- WHAT THIS TASK INVOLVES -
Rewrite each of the entries below as a JSON list of strings, with one string for each line and all blank lines omitted.

===============

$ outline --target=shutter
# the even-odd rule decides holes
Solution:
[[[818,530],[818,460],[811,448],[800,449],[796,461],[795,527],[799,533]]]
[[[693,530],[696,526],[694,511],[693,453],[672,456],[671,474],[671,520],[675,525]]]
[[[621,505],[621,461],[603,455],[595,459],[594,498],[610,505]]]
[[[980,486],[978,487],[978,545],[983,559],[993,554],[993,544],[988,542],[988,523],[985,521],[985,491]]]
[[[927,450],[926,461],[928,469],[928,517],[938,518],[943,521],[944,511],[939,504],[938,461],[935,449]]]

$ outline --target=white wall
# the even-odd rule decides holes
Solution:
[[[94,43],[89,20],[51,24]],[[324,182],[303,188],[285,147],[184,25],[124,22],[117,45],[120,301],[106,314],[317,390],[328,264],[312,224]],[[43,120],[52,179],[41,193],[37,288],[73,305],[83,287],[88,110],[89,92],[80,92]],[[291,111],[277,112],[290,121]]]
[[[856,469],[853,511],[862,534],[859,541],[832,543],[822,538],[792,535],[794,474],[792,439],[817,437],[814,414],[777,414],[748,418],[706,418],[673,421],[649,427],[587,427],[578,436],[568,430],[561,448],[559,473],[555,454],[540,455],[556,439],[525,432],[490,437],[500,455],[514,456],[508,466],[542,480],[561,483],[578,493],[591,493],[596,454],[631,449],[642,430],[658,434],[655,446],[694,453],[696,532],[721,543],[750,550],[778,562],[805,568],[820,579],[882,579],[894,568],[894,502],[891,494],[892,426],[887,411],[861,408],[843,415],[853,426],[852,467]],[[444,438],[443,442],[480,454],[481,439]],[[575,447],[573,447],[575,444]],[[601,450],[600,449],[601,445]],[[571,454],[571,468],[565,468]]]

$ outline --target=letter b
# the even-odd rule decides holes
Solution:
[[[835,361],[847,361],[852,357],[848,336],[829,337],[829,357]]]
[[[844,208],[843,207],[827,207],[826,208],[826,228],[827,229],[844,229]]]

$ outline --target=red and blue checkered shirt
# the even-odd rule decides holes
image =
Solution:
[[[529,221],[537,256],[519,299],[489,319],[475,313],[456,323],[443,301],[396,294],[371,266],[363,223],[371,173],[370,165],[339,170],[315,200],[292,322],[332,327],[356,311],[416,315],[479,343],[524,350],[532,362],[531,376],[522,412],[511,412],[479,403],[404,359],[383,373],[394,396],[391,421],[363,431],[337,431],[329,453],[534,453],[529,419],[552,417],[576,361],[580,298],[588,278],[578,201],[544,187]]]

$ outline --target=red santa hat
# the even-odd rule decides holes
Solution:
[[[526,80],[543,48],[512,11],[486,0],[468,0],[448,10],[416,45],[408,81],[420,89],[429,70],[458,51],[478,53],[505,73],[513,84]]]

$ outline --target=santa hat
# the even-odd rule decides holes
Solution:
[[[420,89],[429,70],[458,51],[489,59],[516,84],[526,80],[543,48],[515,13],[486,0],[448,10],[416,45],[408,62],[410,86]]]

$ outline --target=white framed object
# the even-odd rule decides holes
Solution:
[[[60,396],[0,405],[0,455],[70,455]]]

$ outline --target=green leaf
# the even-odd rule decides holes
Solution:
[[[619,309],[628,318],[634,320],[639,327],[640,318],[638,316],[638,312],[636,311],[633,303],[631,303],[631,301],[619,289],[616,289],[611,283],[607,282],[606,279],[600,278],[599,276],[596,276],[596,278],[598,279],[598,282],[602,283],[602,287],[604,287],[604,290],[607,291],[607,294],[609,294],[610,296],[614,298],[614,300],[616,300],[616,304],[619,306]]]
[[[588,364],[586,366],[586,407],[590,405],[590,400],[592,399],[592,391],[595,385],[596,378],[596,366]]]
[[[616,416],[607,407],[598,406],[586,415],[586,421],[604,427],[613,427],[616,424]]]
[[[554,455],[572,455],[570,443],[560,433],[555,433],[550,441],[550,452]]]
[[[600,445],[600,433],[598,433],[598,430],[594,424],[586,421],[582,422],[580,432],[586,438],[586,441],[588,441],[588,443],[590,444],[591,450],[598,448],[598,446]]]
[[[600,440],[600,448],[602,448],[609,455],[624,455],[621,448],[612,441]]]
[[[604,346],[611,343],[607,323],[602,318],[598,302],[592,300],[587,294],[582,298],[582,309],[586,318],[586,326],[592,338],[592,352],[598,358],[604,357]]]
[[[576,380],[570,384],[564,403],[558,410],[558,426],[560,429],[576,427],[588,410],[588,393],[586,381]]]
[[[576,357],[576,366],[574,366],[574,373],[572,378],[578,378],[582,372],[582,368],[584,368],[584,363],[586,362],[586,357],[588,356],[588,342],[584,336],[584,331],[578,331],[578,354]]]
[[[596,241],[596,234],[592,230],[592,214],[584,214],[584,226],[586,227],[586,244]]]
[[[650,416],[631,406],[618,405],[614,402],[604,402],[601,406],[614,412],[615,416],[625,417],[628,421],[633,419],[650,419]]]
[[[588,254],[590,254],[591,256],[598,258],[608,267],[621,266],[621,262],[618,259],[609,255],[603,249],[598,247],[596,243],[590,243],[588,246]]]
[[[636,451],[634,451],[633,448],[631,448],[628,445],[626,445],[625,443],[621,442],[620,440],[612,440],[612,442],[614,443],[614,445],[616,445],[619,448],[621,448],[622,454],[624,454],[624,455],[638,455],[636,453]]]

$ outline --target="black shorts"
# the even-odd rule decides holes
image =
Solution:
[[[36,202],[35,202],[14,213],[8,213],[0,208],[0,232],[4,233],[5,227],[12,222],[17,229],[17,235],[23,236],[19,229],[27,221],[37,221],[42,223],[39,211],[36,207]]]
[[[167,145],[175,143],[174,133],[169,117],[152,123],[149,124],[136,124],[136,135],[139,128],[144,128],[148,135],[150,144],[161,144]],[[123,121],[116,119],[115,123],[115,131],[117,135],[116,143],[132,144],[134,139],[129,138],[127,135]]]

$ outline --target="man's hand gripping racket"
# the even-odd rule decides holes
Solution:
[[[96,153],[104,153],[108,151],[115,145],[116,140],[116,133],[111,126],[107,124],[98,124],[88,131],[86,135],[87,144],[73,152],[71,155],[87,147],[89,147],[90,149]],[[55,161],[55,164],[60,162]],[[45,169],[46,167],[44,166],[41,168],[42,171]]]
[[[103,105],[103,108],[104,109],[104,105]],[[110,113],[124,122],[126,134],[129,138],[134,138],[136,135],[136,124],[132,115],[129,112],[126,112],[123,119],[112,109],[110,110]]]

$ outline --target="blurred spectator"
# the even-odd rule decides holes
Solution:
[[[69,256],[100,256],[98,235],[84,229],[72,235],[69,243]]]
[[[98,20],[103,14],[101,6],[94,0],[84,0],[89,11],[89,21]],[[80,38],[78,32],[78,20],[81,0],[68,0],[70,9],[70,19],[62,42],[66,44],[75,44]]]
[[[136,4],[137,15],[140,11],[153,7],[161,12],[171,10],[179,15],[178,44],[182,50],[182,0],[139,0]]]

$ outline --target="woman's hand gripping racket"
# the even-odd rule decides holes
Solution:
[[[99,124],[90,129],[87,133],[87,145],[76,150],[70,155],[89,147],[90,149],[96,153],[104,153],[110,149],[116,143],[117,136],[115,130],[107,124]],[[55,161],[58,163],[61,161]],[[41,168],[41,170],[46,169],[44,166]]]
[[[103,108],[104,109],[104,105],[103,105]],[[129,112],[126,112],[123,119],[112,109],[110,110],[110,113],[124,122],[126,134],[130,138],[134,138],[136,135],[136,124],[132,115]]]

===============

- SOLUTION TO THE PROBLEM -
[
  "$ outline --target=shutter",
  "# the even-odd rule decides holes",
  "Solution:",
  "[[[818,530],[818,460],[811,448],[800,449],[796,461],[795,527],[799,533]]]",
  "[[[693,530],[696,526],[694,511],[693,453],[672,456],[671,474],[671,520],[675,525]]]",
  "[[[621,505],[621,461],[603,455],[595,459],[594,498],[610,505]]]",
  "[[[980,486],[978,487],[978,545],[983,559],[993,554],[993,544],[988,542],[988,523],[985,521],[985,491]]]",
  "[[[927,450],[926,461],[928,469],[928,517],[938,518],[943,521],[944,511],[939,504],[938,461],[935,449]]]",
  "$ outline --target=white wall",
  "# the even-odd rule decides holes",
  "Solution:",
  "[[[94,43],[89,20],[51,24]],[[324,182],[303,188],[285,147],[184,25],[124,22],[117,45],[120,301],[106,314],[317,390],[328,264],[312,224]],[[43,120],[52,179],[41,193],[37,288],[73,305],[83,287],[88,110],[89,92],[80,92]],[[291,111],[277,112],[290,121]]]",
  "[[[856,469],[853,511],[862,534],[859,541],[832,543],[822,538],[792,535],[794,474],[792,439],[817,437],[814,414],[777,414],[748,418],[706,418],[673,421],[649,427],[587,427],[578,436],[568,430],[561,448],[559,473],[555,454],[540,455],[556,439],[525,432],[490,437],[500,455],[514,456],[508,466],[542,480],[561,483],[578,493],[591,493],[596,454],[631,449],[642,430],[658,434],[655,446],[694,453],[696,532],[721,543],[750,550],[778,562],[805,568],[820,579],[882,579],[894,568],[894,502],[891,494],[892,426],[887,411],[861,408],[843,415],[853,426],[852,467]],[[444,438],[443,442],[480,454],[481,439]],[[575,447],[573,447],[575,444]],[[601,450],[600,449],[601,445]],[[571,454],[571,468],[565,468]]]",
  "$ outline --target=letter b",
  "# the even-odd rule decides holes",
  "Solution:",
  "[[[835,361],[847,361],[852,357],[848,336],[829,337],[829,357]]]",
  "[[[844,208],[843,207],[827,207],[826,208],[826,228],[827,229],[844,229]]]",
  "$ outline --target=red and blue checkered shirt",
  "# the even-odd rule decides holes",
  "image =",
  "Solution:",
  "[[[529,221],[537,256],[519,299],[489,319],[475,313],[456,323],[443,301],[396,294],[371,266],[363,223],[371,173],[370,165],[339,170],[315,200],[292,322],[332,327],[356,311],[416,315],[479,343],[524,350],[532,362],[531,376],[522,412],[511,412],[479,403],[404,359],[383,373],[394,396],[391,421],[363,431],[337,431],[329,453],[534,453],[529,419],[552,417],[576,361],[580,298],[588,278],[578,201],[544,187]]]",
  "$ outline --target=red santa hat",
  "# the even-odd rule decides holes",
  "Solution:",
  "[[[526,80],[543,48],[512,11],[486,0],[468,0],[448,10],[416,45],[408,81],[420,89],[429,70],[458,51],[478,53],[505,73],[513,84]]]",
  "$ outline --target=santa hat",
  "# the even-odd rule decides holes",
  "Solution:",
  "[[[420,89],[429,70],[458,51],[489,59],[516,84],[526,80],[543,48],[515,13],[486,0],[448,10],[416,45],[408,62],[410,86]]]",
  "$ outline --target=white framed object",
  "# the even-odd rule decides holes",
  "Solution:",
  "[[[60,396],[0,405],[0,455],[70,455]]]",
  "$ outline --target=green leaf",
  "# the even-odd rule decides holes",
  "Solution:",
  "[[[619,309],[628,318],[634,320],[639,327],[640,318],[638,316],[638,312],[636,311],[633,303],[631,303],[631,301],[619,289],[616,289],[611,283],[607,282],[606,279],[600,278],[599,276],[596,276],[596,278],[598,279],[598,282],[602,283],[602,287],[604,287],[604,290],[607,291],[607,294],[609,294],[610,296],[614,298],[614,300],[616,300],[616,304],[619,306]]]",
  "[[[588,364],[586,366],[586,407],[590,405],[590,400],[592,399],[592,391],[595,385],[596,378],[596,366]]]",
  "[[[616,416],[607,407],[598,406],[586,415],[586,421],[604,427],[613,427],[616,424]]]",
  "[[[554,455],[572,455],[570,443],[560,433],[555,433],[550,441],[550,452]]]",
  "[[[600,445],[600,433],[598,433],[598,430],[594,424],[586,421],[582,422],[580,432],[586,438],[586,441],[588,441],[588,443],[590,444],[591,450],[598,448],[598,446]]]",
  "[[[600,440],[600,448],[602,448],[609,455],[624,455],[621,448],[612,441]]]",
  "[[[604,346],[611,343],[607,323],[602,318],[598,302],[592,300],[587,294],[582,298],[582,309],[586,318],[586,326],[592,338],[592,352],[598,358],[604,357]]]",
  "[[[576,380],[570,384],[564,403],[558,410],[558,426],[560,429],[576,427],[588,410],[588,393],[586,381]]]",
  "[[[576,357],[576,366],[574,366],[574,373],[572,378],[578,378],[582,372],[582,368],[584,368],[584,363],[586,362],[586,357],[588,356],[588,342],[584,336],[584,331],[578,331],[578,354]]]",
  "[[[596,241],[596,234],[592,230],[592,214],[584,214],[584,226],[586,227],[586,244]]]",
  "[[[650,416],[631,406],[618,405],[614,402],[604,402],[601,406],[614,412],[615,416],[625,417],[628,421],[633,419],[650,419]]]",
  "[[[588,254],[590,254],[591,256],[598,258],[608,267],[621,266],[621,262],[618,259],[609,255],[603,249],[598,247],[596,243],[590,243],[588,246]]]",
  "[[[636,451],[634,451],[633,448],[631,448],[628,445],[626,445],[625,443],[621,442],[620,440],[612,440],[612,442],[614,443],[614,445],[616,445],[619,448],[621,448],[622,454],[624,454],[624,455],[638,455],[636,453]]]",
  "$ outline --target=\"black shorts\"",
  "# the even-odd rule decides holes",
  "image =",
  "Solution:",
  "[[[36,202],[35,202],[14,213],[8,213],[0,208],[0,232],[4,233],[5,227],[12,222],[17,229],[17,235],[23,236],[19,229],[27,221],[37,221],[42,223],[39,211],[36,207]]]",
  "[[[167,145],[175,143],[174,133],[169,117],[152,123],[149,124],[136,124],[136,135],[139,128],[144,128],[148,135],[150,144],[161,144]],[[123,121],[116,119],[115,123],[115,131],[117,135],[116,143],[132,144],[134,139],[129,138],[127,135]]]",
  "$ outline --target=\"man's hand gripping racket\"",
  "# the even-odd rule decides holes",
  "Solution:",
  "[[[96,153],[104,153],[108,151],[115,145],[116,140],[116,133],[111,126],[107,124],[98,124],[88,131],[86,135],[87,144],[73,152],[71,155],[87,147],[89,147],[90,149]],[[55,161],[55,164],[60,162]],[[45,169],[46,167],[44,166],[41,168],[42,171]]]",
  "[[[103,105],[103,108],[104,109],[104,105]],[[110,113],[124,122],[126,134],[129,138],[134,138],[136,135],[136,124],[132,115],[129,112],[126,112],[123,119],[112,109],[110,110]]]",
  "$ outline --target=\"blurred spectator\"",
  "# the even-odd rule decides holes",
  "Solution:",
  "[[[69,256],[100,256],[98,235],[84,229],[72,235],[69,243]]]",
  "[[[98,20],[103,14],[101,6],[94,0],[84,0],[89,11],[89,21]],[[80,38],[78,32],[78,20],[81,0],[68,0],[70,9],[70,19],[62,42],[66,44],[75,44]]]",
  "[[[136,4],[137,15],[140,11],[153,7],[161,12],[171,10],[179,15],[178,44],[182,50],[182,0],[139,0]]]",
  "$ outline --target=\"woman's hand gripping racket\"",
  "# the even-odd rule decides holes",
  "Solution:",
  "[[[99,124],[90,129],[87,133],[87,145],[76,150],[70,155],[89,147],[90,149],[96,153],[104,153],[110,149],[116,143],[117,136],[115,130],[107,124]],[[55,161],[58,163],[61,161]],[[41,168],[41,170],[46,169],[44,166]]]",
  "[[[103,108],[104,109],[104,105],[103,105]],[[129,112],[126,112],[123,119],[112,109],[110,110],[110,113],[124,122],[126,134],[130,138],[134,138],[136,135],[136,124],[132,115]]]"
]